Extracted data entries:
====================

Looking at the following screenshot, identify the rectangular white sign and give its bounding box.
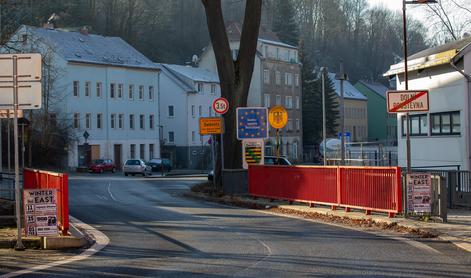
[387,90,429,113]
[23,189,59,236]
[406,173,432,213]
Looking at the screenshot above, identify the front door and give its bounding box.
[114,145,123,170]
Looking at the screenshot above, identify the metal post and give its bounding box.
[339,63,345,165]
[13,55,25,250]
[321,67,327,166]
[402,0,411,173]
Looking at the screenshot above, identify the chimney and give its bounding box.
[43,22,54,30]
[80,26,88,36]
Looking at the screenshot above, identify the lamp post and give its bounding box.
[402,0,437,173]
[321,67,328,165]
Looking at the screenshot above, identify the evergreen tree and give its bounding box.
[300,43,339,146]
[273,0,299,45]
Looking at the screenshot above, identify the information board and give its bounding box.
[23,189,59,236]
[237,107,268,140]
[406,173,432,213]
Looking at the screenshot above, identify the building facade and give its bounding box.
[157,64,221,169]
[385,34,471,170]
[199,24,303,162]
[328,72,368,142]
[355,80,397,145]
[3,26,160,168]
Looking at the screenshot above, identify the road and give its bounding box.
[0,174,471,277]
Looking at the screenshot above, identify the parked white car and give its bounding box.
[123,159,152,176]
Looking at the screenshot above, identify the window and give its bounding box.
[74,81,80,97]
[118,114,124,129]
[275,95,281,105]
[263,94,270,107]
[128,84,134,100]
[129,114,134,129]
[263,69,270,84]
[149,86,154,101]
[402,114,428,136]
[139,114,145,129]
[196,82,203,94]
[96,82,102,98]
[73,113,80,128]
[110,83,116,98]
[285,72,293,86]
[110,114,116,128]
[139,144,146,160]
[211,84,216,95]
[149,144,154,160]
[85,81,91,97]
[430,111,461,135]
[85,113,92,129]
[149,114,154,129]
[139,85,144,100]
[96,113,103,129]
[118,84,123,98]
[129,144,136,159]
[285,96,293,109]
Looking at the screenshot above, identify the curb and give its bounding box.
[0,223,93,250]
[185,192,471,253]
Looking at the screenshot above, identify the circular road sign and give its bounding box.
[213,97,229,115]
[268,105,288,128]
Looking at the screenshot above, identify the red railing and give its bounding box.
[249,166,402,217]
[23,168,69,235]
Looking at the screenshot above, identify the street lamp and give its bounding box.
[402,0,437,173]
[321,67,328,166]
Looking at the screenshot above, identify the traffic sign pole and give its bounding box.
[13,55,25,250]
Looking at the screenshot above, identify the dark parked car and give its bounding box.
[208,156,292,181]
[88,159,116,173]
[147,158,172,172]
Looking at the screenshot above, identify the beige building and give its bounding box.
[329,73,368,142]
[199,24,302,162]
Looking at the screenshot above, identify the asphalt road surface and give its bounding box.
[1,174,471,277]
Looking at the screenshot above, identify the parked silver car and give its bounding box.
[123,159,152,176]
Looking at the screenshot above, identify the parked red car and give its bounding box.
[88,159,116,173]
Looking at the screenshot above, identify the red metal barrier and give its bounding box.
[249,166,402,217]
[23,168,69,235]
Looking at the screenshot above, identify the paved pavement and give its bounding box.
[0,175,471,277]
[232,197,471,252]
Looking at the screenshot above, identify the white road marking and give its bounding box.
[0,216,110,278]
[108,182,117,202]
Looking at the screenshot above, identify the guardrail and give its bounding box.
[23,168,69,235]
[249,165,402,217]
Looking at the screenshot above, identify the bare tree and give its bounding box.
[202,0,262,184]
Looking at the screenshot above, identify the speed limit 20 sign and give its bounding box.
[213,97,229,115]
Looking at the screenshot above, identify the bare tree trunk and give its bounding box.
[202,0,262,185]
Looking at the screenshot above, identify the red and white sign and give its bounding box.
[388,90,429,113]
[213,97,229,115]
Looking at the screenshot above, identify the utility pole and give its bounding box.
[336,62,348,165]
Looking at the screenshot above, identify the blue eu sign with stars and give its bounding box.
[237,107,268,140]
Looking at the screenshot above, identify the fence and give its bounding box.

====================

→ **Set problem**:
Can you rewrite the records starting at the first line and ending at the line containing "[80,26,88,36]", keeping the requests but leaving out the pictures? Multiply every bounding box coordinate in the answers by 1.75 and round each result to a whole number, with halves rounded up.

→ **Response**:
Looking at the following screenshot, identify the rectangular white sign and give its bounding box.
[677,158,751,198]
[40,331,103,413]
[711,303,756,373]
Looking at the screenshot above, identify the front door and give its bounding box.
[200,254,215,298]
Looking at the screenshot above, identify the metal post and give its bounding box.
[593,110,604,289]
[23,96,44,438]
[562,117,572,291]
[704,0,719,303]
Looking at the screenshot above, identify the chimney and give its bounding box.
[75,39,95,53]
[140,46,154,63]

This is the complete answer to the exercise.